**PROBLEMS AND TASKS**:
1 - Quote the passage of the tribunal decision that begins at the words "4. Given HMRC’s" and stops after the words "in some detail.".
2 - For each statement below, say whether it agrees with the tribunal decision, and give the deciding words from the decision in quotation marks. (a) The First-tier Tribunal sat at East London. (b) The First-tier Tribunal heard the appellant in person before deciding the appeal. (c) HMRC opposed the appeal before the Upper Tribunal.

**READING TEXT**:
===============

The decision of the First-tier Tribunal sitting at East London on 8 November 2013 under reference SC102/13/06955 involved an error on a material point of law and is set aside.
I give the decision the First-tier Tribunal ought to have given, namely that, as the respondent now agrees, as at the date of the decision under appeal there were no grounds for holding the appellant did not satisfy the entitlement conditions for child tax credit and working tax credit as a single person as at 1 June 2012, and HMRC’s decision to contrary effect dated 25 March 2013 is set aside.
This decision is made under section 12(1), 12(2)(a) and 12(2)(b)(ii) of the Tribunals Courts and Enforcement Act 2007
REASONS FOR DECISION
1. Stripped to its essentials (and the HMRC’s appeal response permits of little else), the decision of HMRC under appeal to the First-tier Tribunal was one dated 23 March 2013 in which HMRC purported to remove the appellant’s entitlement to child tax credit (“CTC”) and working tax credit (“WTC”) for the period 1 June 2012 to 5 April 2013 because it had been awarded on the basis that she was claiming as a single person when in fact (or so HMRC contended) throughout this period she had been a member of a couple.
2. The First-tier Tribunal in its decision dated 8 November 2013 (“the tribunal”) upheld HMRC’s decision of 25 March 2013.
3. In giving permission to the appellant I said there was a number of puzzling, if not troubling, aspects of the appeal which warranted the full attention by the Upper Tribunal. In particular, I asked:
(a) what evidence was the original awarding decision based on and ought the tribunal not have investigated this?;
(b) what was the law that allowed the decision to be made to remove tax credits from the initial awarding date, and ought the appeal response and the tribunal not have addressed this?;
(c) related to (b), what was the basis for the decision under appeal to the tribunal? Was it that the award was removed retrospectively simply because of failure to provide evidence, or was it that on the balance of probabilities the appellant was in fact living as a member of a couple in June 2012?;
(d) if it was the latter decision under (c), what weight did the tribunal attach to the appellant’s evidence that she had separated from her policeman husband but his name had to remain on the occupancy agreement even if he was not living there?;
(e) related to (d): (i) ought the tribunal not have been supplied with/called for the telephone call evidence referred to in the appeal letter on page 3?; and (ii) ought the tribunal not have been supplied with/called for the evidence referred to by HMRC in its letter on page 5 (that the husband was living at the appellant’s address)?; and
(f) ought the tribunal to not have reasoned out more fully than it did why it was able to fairly and justly decide the appeal absent all of the above and the appellant?
4. Given HMRC’s support for this appeal (through the careful submissions of Mr Eland), on one analysis there is no need for me to explore these areas, other than to comment that the appeal response of HMRC to the tribunal fell very substantially short of being an adequate response and the tribunal erred in law in considering itself able to decide the appeal on the papers alone notwithstanding the manifest shortcomings in the papers. However, given the significant shortcomings this appeal evidences, I consider it may assist HMRC appeal response writers and the First-tier Tribunal if I explore the decision making on this appeal in some detail.

===============

[Excerpts from a dataset]
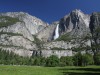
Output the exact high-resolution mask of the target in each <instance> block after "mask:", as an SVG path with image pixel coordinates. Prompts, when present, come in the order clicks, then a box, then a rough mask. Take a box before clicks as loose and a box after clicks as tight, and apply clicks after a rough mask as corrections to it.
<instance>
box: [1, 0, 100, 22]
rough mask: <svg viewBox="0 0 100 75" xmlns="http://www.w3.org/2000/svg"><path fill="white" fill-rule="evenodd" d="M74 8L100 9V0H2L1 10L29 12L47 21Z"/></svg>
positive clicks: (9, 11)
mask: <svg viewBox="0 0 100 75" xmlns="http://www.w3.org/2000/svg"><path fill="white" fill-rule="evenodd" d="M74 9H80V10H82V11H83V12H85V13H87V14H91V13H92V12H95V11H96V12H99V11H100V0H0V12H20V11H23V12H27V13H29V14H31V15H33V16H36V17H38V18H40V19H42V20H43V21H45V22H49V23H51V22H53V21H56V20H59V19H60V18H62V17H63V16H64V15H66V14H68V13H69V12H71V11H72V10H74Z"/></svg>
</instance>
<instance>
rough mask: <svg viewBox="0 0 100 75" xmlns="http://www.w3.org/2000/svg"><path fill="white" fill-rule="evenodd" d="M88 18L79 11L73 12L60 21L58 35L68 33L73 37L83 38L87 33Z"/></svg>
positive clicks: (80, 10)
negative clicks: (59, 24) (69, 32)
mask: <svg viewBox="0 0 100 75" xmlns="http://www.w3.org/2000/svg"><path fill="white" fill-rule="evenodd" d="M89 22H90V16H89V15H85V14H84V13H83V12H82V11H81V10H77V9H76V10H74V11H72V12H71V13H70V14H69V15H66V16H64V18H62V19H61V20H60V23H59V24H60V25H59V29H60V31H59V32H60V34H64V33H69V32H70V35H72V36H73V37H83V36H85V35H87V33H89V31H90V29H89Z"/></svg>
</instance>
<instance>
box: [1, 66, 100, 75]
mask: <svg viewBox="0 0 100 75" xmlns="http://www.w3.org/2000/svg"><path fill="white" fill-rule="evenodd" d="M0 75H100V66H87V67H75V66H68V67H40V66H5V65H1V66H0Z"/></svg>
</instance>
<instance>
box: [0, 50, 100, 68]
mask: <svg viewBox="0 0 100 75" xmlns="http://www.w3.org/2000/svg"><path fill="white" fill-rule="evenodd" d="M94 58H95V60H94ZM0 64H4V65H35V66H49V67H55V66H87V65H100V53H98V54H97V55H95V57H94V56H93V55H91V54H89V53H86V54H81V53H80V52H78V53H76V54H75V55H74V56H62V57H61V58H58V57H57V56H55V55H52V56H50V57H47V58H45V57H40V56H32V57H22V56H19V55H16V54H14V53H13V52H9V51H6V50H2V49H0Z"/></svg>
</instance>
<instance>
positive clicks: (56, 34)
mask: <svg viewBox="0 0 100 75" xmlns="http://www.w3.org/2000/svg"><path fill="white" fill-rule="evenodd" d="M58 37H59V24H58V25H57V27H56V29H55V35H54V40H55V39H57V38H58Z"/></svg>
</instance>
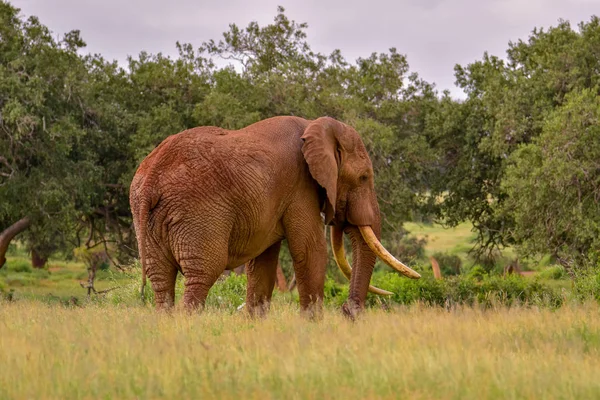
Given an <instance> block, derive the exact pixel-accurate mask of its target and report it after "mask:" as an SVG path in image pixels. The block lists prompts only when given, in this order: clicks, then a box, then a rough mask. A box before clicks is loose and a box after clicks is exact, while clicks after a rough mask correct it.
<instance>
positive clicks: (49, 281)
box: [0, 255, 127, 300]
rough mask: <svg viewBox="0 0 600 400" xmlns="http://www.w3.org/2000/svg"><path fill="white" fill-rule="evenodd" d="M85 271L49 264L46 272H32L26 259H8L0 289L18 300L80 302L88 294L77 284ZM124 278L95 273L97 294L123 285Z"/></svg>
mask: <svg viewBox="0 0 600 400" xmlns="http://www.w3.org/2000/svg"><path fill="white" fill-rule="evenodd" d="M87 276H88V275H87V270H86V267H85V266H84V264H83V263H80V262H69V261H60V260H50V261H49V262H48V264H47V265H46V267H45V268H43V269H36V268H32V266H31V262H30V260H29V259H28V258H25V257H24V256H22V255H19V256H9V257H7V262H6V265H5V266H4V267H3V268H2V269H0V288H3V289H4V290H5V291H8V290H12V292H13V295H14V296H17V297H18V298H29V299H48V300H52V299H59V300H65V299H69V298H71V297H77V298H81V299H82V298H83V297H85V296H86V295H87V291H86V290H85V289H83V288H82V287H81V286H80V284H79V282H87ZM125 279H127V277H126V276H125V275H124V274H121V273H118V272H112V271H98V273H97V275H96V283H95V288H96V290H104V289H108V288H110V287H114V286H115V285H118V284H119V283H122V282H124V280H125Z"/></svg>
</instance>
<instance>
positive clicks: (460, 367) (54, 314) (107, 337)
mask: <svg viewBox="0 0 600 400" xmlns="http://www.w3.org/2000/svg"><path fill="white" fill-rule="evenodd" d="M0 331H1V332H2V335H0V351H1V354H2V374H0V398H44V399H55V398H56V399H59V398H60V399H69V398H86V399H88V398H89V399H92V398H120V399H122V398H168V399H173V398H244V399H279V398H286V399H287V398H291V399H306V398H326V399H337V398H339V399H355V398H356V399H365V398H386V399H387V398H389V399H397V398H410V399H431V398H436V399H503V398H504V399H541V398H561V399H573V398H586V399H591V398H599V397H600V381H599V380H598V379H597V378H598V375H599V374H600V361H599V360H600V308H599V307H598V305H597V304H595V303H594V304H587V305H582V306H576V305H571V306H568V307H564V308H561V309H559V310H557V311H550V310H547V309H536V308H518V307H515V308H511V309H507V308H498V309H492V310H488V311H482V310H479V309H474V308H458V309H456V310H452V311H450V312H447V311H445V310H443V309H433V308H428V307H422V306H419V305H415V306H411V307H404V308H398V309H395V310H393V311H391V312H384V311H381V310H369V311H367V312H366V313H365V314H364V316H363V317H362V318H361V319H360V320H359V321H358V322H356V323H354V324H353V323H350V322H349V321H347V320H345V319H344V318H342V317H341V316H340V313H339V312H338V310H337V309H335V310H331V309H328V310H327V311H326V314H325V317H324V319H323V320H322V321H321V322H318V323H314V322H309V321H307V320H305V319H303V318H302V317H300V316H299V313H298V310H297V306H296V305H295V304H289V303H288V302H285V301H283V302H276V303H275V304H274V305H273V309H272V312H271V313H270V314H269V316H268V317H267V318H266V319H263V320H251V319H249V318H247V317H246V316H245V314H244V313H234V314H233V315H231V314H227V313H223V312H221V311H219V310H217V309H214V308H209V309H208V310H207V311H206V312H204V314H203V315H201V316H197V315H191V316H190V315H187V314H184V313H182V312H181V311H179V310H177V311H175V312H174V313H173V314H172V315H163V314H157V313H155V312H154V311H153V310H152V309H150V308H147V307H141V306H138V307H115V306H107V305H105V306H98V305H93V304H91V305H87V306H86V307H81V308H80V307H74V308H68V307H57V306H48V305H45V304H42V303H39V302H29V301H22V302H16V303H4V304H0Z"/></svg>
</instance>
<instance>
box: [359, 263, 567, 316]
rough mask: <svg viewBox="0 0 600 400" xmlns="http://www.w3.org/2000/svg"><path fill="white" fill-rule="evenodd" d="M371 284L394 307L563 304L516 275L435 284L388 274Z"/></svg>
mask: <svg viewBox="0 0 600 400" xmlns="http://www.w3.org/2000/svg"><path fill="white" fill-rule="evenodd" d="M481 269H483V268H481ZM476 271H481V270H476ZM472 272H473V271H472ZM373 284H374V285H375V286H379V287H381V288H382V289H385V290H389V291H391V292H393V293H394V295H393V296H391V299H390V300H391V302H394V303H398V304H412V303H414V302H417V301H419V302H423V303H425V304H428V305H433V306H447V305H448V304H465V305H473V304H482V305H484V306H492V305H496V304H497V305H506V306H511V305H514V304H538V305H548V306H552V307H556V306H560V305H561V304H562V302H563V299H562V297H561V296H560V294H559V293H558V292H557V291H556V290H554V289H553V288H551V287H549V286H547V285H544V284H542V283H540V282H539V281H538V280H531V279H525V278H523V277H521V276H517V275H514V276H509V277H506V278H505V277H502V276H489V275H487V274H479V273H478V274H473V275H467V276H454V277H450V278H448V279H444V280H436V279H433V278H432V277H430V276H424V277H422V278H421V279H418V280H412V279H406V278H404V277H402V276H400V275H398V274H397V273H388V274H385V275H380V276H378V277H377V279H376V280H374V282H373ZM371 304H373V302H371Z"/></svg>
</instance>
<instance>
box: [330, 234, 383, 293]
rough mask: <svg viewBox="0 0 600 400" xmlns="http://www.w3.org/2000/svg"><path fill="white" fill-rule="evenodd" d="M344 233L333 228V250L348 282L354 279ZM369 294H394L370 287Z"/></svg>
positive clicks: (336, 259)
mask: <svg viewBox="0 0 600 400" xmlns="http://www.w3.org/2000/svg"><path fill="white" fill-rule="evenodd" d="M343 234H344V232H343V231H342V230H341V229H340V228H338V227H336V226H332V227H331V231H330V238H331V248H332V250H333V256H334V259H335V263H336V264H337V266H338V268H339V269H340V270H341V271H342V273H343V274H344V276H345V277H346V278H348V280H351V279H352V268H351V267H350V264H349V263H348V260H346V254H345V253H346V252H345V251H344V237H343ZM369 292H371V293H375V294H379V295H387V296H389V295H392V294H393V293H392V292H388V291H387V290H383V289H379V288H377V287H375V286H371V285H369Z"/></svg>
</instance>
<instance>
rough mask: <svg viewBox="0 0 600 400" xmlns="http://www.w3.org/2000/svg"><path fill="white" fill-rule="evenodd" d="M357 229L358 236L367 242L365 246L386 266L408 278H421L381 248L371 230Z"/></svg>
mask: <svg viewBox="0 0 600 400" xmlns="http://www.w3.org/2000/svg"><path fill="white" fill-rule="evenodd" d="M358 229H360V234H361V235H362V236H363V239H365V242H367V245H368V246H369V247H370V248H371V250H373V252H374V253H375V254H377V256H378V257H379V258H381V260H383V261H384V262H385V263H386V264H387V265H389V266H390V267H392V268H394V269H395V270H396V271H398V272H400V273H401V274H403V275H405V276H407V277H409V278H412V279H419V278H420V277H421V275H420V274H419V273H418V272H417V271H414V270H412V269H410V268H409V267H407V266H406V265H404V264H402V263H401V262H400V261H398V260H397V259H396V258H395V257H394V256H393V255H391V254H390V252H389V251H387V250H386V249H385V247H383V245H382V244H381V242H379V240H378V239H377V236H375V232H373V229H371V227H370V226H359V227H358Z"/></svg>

===============

**SOLUTIONS PER TASK**:
1 -
4. Given HMRC’s support for this appeal (through the careful submissions of Mr Eland), on one analysis there is no need for me to explore these areas, other than to comment that the appeal response of HMRC to the tribunal fell very substantially short of being an adequate response and the tribunal erred in law in considering itself able to decide the appeal on the papers alone notwithstanding the manifest shortcomings in the papers. However, given the significant shortcomings this appeal evidences, I consider it may assist HMRC appeal response writers and the First-tier Tribunal if I explore the decision making on this appeal in some detail.

2 -
(a) Yes: "sitting at East London on 8 November 2013"
(b) No: "the tribunal erred in law in considering itself able to decide the appeal on the papers alone"
(c) No: "Given HMRC’s support for this appeal"